■ SOURCE PASSAGE ■

-- Start --

The rest of this work is structured as follows: the next section presents a
novel handover of work metric and the sociogram model. Section 3 discusses
the proposed methodology for resource replacement. Finally, Section 4 reports
preliminary results and draws future research extension.
2 Social network for handover of work
In this section we introduce the terminology and a model of social network for
handover of work that is used in the rest of the paper.
Hereby we refer to the term activity as a task (or portion thereof) performed
to achieve a goal, and to resource as any member of personnel that is capable
to perform some activity.
Definition 1. (Event, Trace & Event Log)
Let A be a set of activities and R a set of resources. V = A × R is the set of
possible events, i.e., combinations of an activity and a resource. Given a resource
r, V (r) ⊆ V is the set of events in which r can take part. A trace is a possible
sequence of events, where C = V ∗ is the set of all possible traces. An event log
L is a subset of all bags (multi-sets) over C.

-- End --

■ STATED PROBLEM A ■
Translate the following sentence from the passage on social networks for handover of work into Spanish: "In this section we introduce the terminology and a model of social network for handover of work that is used in the rest of the paper."

■ TASK DATA ■
-- Start --

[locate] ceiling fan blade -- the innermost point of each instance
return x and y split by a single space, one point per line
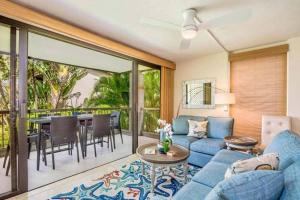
227 19
185 44
160 23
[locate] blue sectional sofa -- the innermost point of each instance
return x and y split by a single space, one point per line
209 182
202 150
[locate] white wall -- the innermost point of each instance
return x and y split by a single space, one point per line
211 66
293 96
217 66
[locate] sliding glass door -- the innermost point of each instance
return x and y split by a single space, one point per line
148 102
45 75
13 172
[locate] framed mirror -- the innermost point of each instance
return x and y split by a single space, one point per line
199 93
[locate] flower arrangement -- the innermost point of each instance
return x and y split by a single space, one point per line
165 130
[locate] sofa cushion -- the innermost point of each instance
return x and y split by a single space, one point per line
291 182
192 191
199 159
287 145
260 184
229 157
209 146
181 126
211 174
219 127
183 140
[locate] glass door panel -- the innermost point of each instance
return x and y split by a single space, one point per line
8 109
148 103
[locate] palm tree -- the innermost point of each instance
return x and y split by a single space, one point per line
51 84
111 91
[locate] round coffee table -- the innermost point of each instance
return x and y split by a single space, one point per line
162 160
240 142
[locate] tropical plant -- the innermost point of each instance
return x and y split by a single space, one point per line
110 91
50 84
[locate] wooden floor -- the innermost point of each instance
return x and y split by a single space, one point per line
67 165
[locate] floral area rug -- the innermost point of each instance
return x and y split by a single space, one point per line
129 183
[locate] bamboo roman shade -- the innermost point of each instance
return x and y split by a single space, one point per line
258 80
167 94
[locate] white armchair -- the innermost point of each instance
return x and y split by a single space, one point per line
271 126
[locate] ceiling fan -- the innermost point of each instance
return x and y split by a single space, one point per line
192 24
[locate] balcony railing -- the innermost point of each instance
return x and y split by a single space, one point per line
149 120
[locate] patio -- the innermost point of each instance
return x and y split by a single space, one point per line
66 165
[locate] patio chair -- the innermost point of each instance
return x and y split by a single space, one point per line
116 117
63 131
101 128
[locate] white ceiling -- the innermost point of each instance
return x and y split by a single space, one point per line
45 48
272 21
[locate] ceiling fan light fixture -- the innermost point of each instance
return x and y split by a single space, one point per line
189 33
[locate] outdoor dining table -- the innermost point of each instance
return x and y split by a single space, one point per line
83 136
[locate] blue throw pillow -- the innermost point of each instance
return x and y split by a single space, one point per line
219 127
291 182
180 124
253 185
287 145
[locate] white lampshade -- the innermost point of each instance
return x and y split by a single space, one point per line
224 98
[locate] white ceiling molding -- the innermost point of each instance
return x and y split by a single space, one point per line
272 21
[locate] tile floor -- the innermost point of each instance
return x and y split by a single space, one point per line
67 166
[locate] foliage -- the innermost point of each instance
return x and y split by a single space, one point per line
4 82
110 91
114 91
50 84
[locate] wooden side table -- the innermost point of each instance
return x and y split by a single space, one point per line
162 160
241 143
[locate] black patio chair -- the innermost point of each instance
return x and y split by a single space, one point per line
63 131
101 127
116 117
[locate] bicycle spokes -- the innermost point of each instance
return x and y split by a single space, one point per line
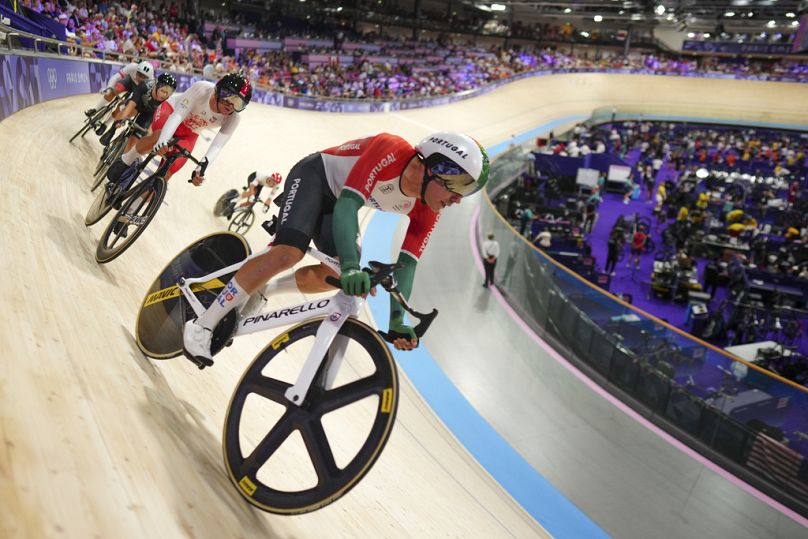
313 453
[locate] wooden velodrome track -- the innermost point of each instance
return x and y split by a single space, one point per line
100 441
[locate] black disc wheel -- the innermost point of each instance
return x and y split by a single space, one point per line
164 310
102 203
289 459
131 220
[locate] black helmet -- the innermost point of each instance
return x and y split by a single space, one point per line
236 89
167 79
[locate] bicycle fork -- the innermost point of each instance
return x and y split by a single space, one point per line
323 350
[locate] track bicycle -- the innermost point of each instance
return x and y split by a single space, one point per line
138 203
114 150
226 203
97 120
318 384
243 217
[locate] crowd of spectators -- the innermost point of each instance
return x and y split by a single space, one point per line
169 31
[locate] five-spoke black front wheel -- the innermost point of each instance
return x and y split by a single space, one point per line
290 459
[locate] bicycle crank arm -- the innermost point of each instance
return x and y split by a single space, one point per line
326 333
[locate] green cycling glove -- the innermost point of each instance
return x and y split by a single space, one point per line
354 281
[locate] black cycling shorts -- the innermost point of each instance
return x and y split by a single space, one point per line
143 120
307 207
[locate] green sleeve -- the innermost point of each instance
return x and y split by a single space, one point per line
346 228
404 276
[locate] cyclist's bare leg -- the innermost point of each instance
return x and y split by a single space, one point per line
130 143
311 279
252 275
142 147
256 272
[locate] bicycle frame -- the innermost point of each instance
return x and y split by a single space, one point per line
335 309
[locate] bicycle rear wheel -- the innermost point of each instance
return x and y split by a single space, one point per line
164 311
90 122
110 154
222 203
136 214
81 132
342 430
242 221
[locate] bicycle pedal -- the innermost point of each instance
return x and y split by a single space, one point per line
201 363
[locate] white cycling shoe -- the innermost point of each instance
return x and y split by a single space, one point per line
196 343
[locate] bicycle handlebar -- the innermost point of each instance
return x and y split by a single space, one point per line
382 274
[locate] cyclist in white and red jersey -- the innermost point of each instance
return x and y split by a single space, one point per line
256 183
124 80
322 196
203 105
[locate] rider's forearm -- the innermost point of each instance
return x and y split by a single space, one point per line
346 228
127 112
170 127
405 275
216 146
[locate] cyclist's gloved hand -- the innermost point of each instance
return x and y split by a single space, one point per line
354 281
161 148
405 338
196 177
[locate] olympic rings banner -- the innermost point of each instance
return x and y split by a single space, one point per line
26 80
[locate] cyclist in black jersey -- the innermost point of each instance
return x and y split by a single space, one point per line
145 98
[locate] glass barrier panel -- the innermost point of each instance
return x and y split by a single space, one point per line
746 414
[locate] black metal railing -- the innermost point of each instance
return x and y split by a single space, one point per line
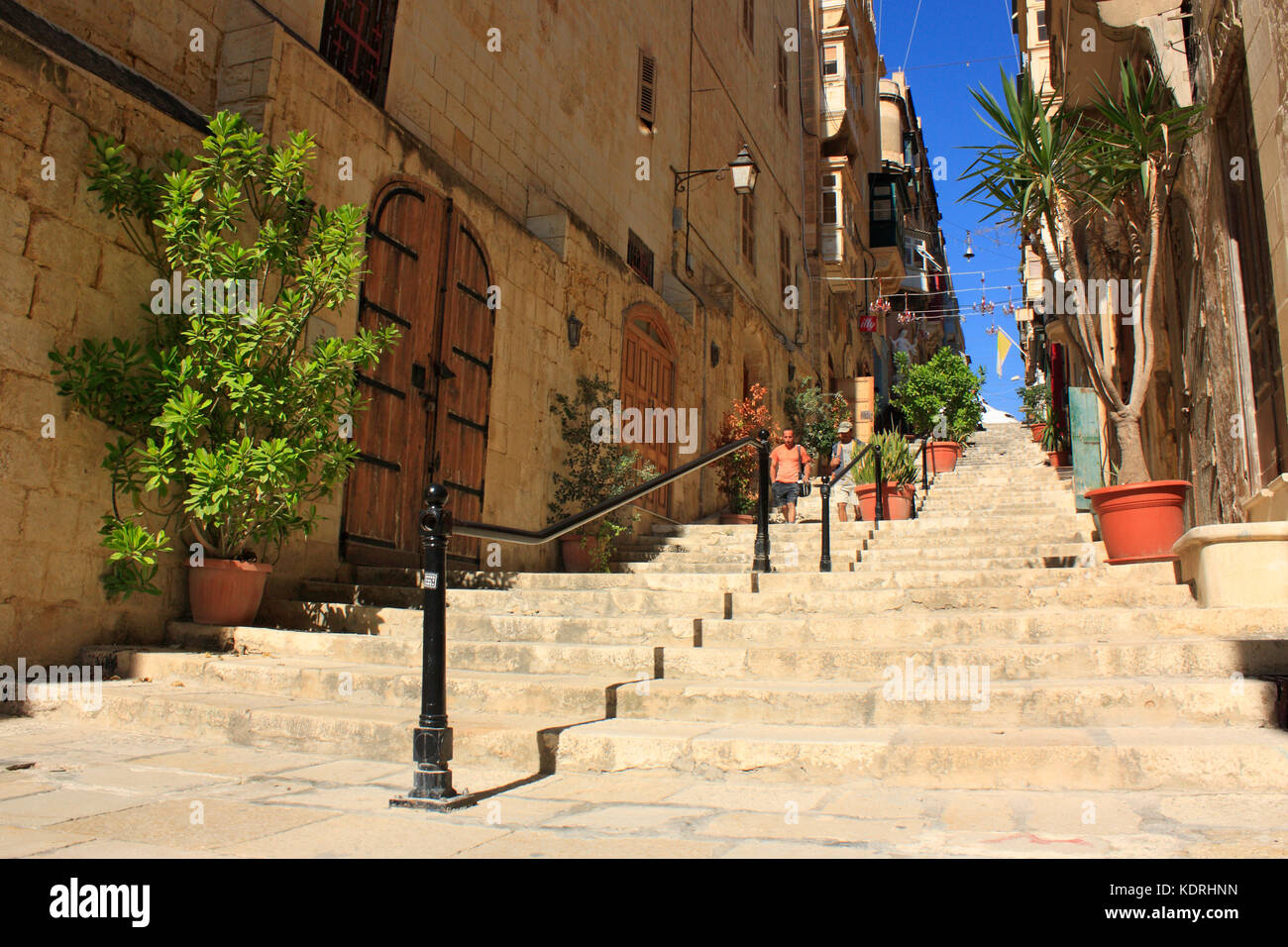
824 562
432 740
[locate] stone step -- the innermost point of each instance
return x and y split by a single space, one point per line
330 680
859 604
618 661
880 552
330 727
961 696
478 626
962 626
535 600
1176 758
868 577
1010 660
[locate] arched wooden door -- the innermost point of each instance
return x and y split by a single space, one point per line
428 398
648 380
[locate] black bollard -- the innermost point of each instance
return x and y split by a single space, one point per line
760 564
432 741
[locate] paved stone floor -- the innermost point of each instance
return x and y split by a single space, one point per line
72 789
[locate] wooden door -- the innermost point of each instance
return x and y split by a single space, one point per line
648 380
428 398
384 491
1085 441
464 384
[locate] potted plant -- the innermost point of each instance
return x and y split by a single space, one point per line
738 472
1107 171
939 398
1035 401
224 420
898 472
1041 419
814 416
593 471
1055 442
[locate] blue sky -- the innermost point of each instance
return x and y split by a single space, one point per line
958 46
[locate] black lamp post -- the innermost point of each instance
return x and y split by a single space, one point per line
432 741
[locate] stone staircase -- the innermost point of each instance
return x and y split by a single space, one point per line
682 660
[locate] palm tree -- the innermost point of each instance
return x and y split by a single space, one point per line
1055 167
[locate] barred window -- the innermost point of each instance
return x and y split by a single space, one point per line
357 37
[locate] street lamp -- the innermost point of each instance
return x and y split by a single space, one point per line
743 170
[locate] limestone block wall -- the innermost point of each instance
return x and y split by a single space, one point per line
65 273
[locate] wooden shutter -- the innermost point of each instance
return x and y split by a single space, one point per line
648 88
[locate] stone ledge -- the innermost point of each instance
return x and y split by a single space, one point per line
1235 565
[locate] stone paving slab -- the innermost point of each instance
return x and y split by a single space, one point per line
120 799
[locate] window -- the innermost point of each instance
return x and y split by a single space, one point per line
782 78
785 262
357 37
639 257
831 60
648 88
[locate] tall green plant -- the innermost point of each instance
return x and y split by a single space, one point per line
814 415
1052 167
593 468
226 419
939 397
898 464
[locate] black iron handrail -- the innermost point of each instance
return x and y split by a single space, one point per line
824 562
533 538
432 738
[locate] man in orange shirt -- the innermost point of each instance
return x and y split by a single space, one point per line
789 466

-- End --

■ STATED PROBLEM B ■
Pick out and copy every line of the records that contains the word "plant". Case counts.

■ FINAL RESULT A ■
En esta sección presentamos la terminología y un modelo de red social para la transferencia de trabajo que se utiliza en el resto del artículo.

■ FINAL RESULT B ■
[locate] tropical plant -- the innermost point of each instance
[locate] potted plant -- the innermost point of each instance
[locate] tall green plant -- the innermost point of each instance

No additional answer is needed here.